##### Supplied passage

After the loss of control followed concerns of “lack of visibility into abstracted resources,” and “uneasiness about adequate firewalling.” Hypervisor vulnerabilities were widespread concerns for both public and private cloud – though with the benefit of hindsight, they never materialized for the typical threat model (even today). And concerns about adequate firewalling more than anything reveal the stickiness of the network perimeter security model.

By 2014, 66% of security professionals surveyed by Ponemon3 said their organization’s use of cloud resources diminished their ability to protect confidential or sensitive data. 64% said cloud makes it difficult to secure business-critical applications, and 51% said the likelihood of a data breach increases due to the cloud. In 2015, a survey by the Cloud Security Alliance (CSA) highlighted that 71% of respondents view the security of cloud data as a big red flag. 38% said their fear over loss of control kept them from moving data into cloud-based apps – thankfully fewer who believed the same in Intel’s 2012 poll.

Source: Ponemon

Distilling these fears, it is absurd in hindsight that enterprise defenders could believe that a few people maintaining a firewall could outmatch the security efforts and measures of Amazon, Google, or Microsoft. It can only be through the endowment effect – that people overvalue things which they already possess – with a bit of sunk cost fallacy that could lead to such a hubristic conclusion.

Looking back, seldom were the major CSPs hit by publicly-disclosed data breaches. Salesforce has no known major data breaches, outside of disclosure that attackers were using fake websites to phish customers in 2014. Heroku, a Salesforce subsidiary, disclosed a vulnerability in early 2013 that could lead to the potential to access customer accounts – but they did not appear to possess proof of an actual breach. AWS, GCP, and Azure have no known breaches outside of customer misconfiguration.

The most notable CSP breaches include Dropbox in 2012 (68 million usernames + passwords), Evernote in 2013 (50 million usernames), and Slack in 2015 (500 thousand usernames). Yet, these were all breaches of user account databases, rather than evidence of customer accounts or storage repositories being breached themselves.

##########
##### Records for this task

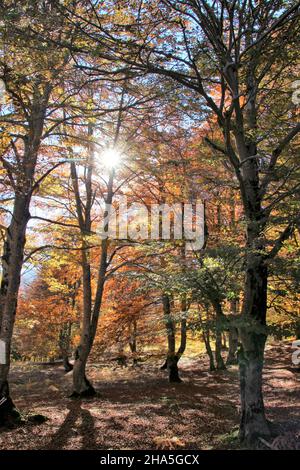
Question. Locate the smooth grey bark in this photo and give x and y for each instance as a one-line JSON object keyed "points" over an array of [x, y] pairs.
{"points": [[15, 239]]}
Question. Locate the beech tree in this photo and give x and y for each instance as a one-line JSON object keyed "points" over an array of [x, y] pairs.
{"points": [[238, 47]]}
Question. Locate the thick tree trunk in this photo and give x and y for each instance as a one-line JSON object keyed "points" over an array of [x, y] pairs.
{"points": [[12, 261], [218, 351], [251, 355]]}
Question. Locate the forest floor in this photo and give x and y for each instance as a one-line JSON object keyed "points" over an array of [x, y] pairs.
{"points": [[136, 407]]}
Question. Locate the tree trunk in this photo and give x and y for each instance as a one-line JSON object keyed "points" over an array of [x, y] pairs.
{"points": [[218, 351], [12, 261], [218, 332], [233, 338], [251, 355], [171, 363], [64, 345], [206, 339], [233, 346], [81, 385], [132, 341]]}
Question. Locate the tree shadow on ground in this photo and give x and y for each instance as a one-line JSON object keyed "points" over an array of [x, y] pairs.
{"points": [[70, 426]]}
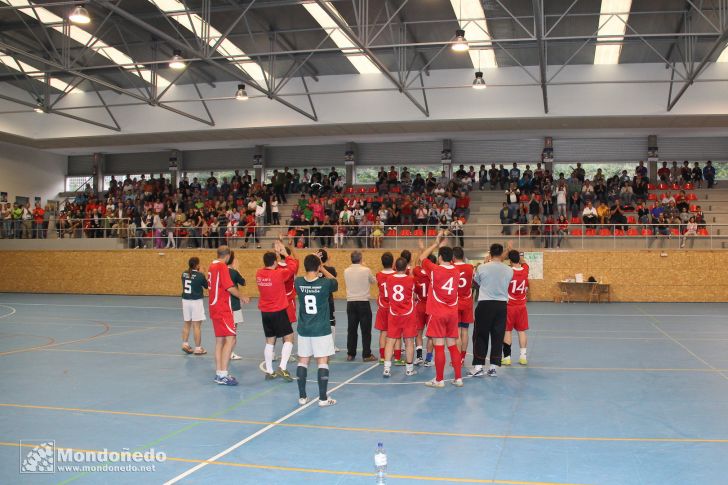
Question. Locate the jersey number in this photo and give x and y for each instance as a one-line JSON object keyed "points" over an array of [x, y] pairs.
{"points": [[309, 305], [448, 286]]}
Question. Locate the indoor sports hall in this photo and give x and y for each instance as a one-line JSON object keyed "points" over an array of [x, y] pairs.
{"points": [[363, 242]]}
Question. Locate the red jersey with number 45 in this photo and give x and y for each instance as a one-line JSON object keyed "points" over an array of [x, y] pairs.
{"points": [[422, 283], [442, 297], [518, 287], [401, 289], [383, 299], [465, 283], [218, 277]]}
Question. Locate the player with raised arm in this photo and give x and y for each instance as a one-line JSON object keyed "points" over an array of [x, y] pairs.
{"points": [[380, 323], [465, 298], [273, 304], [401, 321], [221, 313], [193, 309], [442, 309], [314, 327], [517, 314]]}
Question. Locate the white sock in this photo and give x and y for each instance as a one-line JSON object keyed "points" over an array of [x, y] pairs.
{"points": [[286, 354], [268, 354]]}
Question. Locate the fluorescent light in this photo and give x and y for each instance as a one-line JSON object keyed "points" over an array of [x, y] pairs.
{"points": [[79, 16], [479, 82], [76, 33], [197, 25], [177, 62], [355, 55], [471, 19], [34, 73], [241, 94], [613, 26]]}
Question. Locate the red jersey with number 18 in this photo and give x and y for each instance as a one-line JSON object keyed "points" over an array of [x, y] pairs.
{"points": [[518, 287], [442, 298]]}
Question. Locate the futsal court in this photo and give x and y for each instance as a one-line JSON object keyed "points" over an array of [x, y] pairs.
{"points": [[618, 394]]}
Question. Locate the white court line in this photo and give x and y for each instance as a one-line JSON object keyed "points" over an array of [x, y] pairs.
{"points": [[262, 430], [12, 312]]}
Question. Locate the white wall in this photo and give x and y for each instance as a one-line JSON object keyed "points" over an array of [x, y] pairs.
{"points": [[28, 172]]}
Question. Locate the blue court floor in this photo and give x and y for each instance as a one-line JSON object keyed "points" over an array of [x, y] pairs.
{"points": [[614, 394]]}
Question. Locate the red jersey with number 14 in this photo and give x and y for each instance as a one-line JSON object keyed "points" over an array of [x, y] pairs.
{"points": [[442, 298], [518, 287], [218, 277]]}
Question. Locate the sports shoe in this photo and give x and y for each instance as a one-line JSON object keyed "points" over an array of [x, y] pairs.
{"points": [[435, 383], [227, 381], [476, 372], [283, 374]]}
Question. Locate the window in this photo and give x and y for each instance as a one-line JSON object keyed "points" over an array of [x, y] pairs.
{"points": [[78, 182]]}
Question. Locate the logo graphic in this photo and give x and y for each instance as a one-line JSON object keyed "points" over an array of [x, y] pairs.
{"points": [[40, 459]]}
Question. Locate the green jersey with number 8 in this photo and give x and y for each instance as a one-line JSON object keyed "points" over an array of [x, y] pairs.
{"points": [[314, 319]]}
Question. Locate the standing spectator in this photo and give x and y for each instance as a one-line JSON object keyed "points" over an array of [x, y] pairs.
{"points": [[358, 280]]}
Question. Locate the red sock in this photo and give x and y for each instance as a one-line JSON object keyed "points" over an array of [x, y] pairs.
{"points": [[439, 362], [457, 363]]}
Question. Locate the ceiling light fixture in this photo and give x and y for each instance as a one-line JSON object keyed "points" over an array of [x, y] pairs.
{"points": [[177, 62], [79, 15], [460, 45], [241, 94]]}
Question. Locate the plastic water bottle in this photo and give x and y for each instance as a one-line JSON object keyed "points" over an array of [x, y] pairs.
{"points": [[380, 464]]}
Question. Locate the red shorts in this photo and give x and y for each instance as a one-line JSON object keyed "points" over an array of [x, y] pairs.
{"points": [[382, 319], [421, 315], [223, 325], [517, 318], [291, 311], [443, 326], [465, 311], [399, 326]]}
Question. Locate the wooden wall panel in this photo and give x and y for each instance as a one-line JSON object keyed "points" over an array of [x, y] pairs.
{"points": [[681, 276]]}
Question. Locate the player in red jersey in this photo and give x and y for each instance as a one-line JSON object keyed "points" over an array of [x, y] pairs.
{"points": [[422, 286], [465, 298], [221, 314], [273, 304], [380, 323], [442, 310], [401, 323], [517, 314]]}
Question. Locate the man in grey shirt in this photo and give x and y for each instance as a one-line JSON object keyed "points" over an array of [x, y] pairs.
{"points": [[493, 278], [358, 310]]}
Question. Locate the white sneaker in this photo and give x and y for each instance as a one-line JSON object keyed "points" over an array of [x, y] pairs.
{"points": [[435, 383]]}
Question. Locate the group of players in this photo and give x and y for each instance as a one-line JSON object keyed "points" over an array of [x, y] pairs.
{"points": [[433, 299]]}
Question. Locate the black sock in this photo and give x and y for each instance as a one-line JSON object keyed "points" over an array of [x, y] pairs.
{"points": [[323, 384], [506, 350], [301, 373]]}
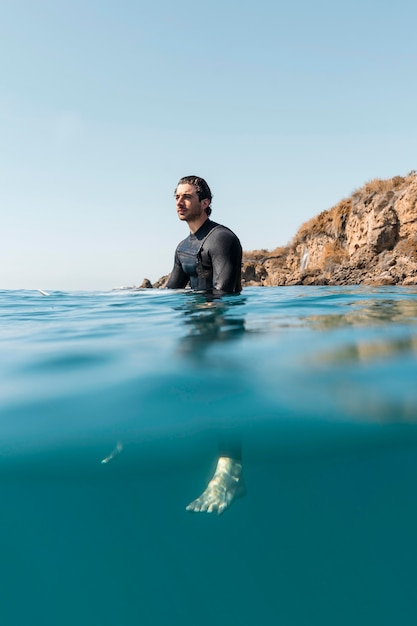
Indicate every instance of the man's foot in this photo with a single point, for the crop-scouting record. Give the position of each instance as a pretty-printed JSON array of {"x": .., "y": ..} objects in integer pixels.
[{"x": 224, "y": 488}]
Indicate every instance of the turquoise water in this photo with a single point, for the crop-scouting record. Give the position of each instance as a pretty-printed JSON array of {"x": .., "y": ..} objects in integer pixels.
[{"x": 318, "y": 382}]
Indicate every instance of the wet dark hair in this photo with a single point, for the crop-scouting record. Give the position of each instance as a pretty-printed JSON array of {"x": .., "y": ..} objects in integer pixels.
[{"x": 201, "y": 187}]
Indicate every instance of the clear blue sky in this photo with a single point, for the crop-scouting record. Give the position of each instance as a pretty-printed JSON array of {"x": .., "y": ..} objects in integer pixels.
[{"x": 284, "y": 107}]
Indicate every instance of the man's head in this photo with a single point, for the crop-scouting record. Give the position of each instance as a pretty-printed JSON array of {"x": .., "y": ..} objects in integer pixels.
[{"x": 202, "y": 190}]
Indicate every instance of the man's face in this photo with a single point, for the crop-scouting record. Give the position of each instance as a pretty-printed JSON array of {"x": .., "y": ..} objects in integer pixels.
[{"x": 189, "y": 207}]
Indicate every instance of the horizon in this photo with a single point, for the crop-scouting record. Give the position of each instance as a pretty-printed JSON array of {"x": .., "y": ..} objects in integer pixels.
[{"x": 286, "y": 111}]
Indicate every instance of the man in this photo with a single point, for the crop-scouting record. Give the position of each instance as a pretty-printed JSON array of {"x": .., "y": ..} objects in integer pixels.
[{"x": 210, "y": 259}]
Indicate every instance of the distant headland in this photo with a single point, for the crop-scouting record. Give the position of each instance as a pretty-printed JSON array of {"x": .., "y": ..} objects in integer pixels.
[{"x": 369, "y": 238}]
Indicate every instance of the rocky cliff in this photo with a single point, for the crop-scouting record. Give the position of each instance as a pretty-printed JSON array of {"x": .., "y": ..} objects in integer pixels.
[{"x": 368, "y": 238}]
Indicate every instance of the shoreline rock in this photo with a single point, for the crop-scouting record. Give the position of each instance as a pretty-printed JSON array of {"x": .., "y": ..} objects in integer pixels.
[{"x": 369, "y": 238}]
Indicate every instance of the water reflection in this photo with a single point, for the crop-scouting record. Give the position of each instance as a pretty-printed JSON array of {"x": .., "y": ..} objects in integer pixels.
[{"x": 366, "y": 312}]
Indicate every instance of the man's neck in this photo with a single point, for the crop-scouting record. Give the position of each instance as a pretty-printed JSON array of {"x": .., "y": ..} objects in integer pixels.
[{"x": 195, "y": 225}]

##########

Parts of the exercise ::
1. For each statement, decide whether it agrees with the passage on cloud security. Answer yes or no, and quote the deciding words of the passage. (a) By 2014, 66% of security professionals surveyed by Ponemon said cloud use weakened their ability to protect confidential or sensitive data. (b) Salesforce suffered a major data breach in 2014. (c) The 2015 Slack breach involved 500 thousand usernames.
2. Gather every line of the records that contains the string "light", matching case exactly.

Answers for this exercise ::
1.
(a) Yes: "By 2014, 66% of security professionals surveyed by Ponemon3 said their organization’s use of cloud resources diminished their ability to protect confidential or sensitive data."
(b) No: "Salesforce has no known major data breaches, outside of disclosure that attackers were using fake websites to phish customers in 2014."
(c) Yes: "Slack in 2015 (500 thousand usernames)"

2.
Question. Locate the fluorescent light in this photo and give x and y for each instance as a one-line JSON object keyed "points" over an array of [x, y] pairs.
Question. Locate the ceiling light fixture in this photo and give x and y for each instance as a one-line JSON object keyed "points" over an array of [x, y] pairs.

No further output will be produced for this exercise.